Rows from a dataset
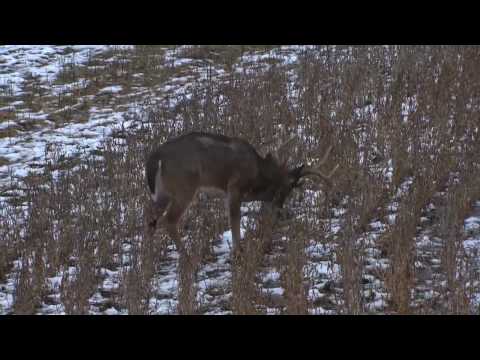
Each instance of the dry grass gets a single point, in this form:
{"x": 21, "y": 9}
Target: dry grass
{"x": 82, "y": 219}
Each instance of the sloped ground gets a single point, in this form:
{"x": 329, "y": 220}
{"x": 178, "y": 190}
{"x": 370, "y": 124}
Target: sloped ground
{"x": 344, "y": 267}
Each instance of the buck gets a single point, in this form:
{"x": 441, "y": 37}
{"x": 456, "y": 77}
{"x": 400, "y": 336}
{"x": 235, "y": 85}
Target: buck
{"x": 183, "y": 166}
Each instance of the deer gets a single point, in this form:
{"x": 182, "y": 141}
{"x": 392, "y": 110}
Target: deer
{"x": 199, "y": 161}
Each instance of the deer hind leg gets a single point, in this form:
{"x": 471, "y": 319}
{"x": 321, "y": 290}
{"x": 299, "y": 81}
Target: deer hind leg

▶ [Task goal] Reproduce only the lines between the line containing "Each instance of the buck" and the last line of the records, those two lines included, exactly.

▶ [Correct output]
Each instance of the buck gets a single point, in this form:
{"x": 441, "y": 37}
{"x": 456, "y": 77}
{"x": 400, "y": 336}
{"x": 235, "y": 85}
Target: buck
{"x": 183, "y": 166}
Each instance of the deer gets a single point, in this form:
{"x": 182, "y": 141}
{"x": 392, "y": 110}
Target: deer
{"x": 199, "y": 161}
Each instance of the deer hind leg gets a single point, in this form:
{"x": 471, "y": 319}
{"x": 321, "y": 290}
{"x": 299, "y": 81}
Target: deer hind leg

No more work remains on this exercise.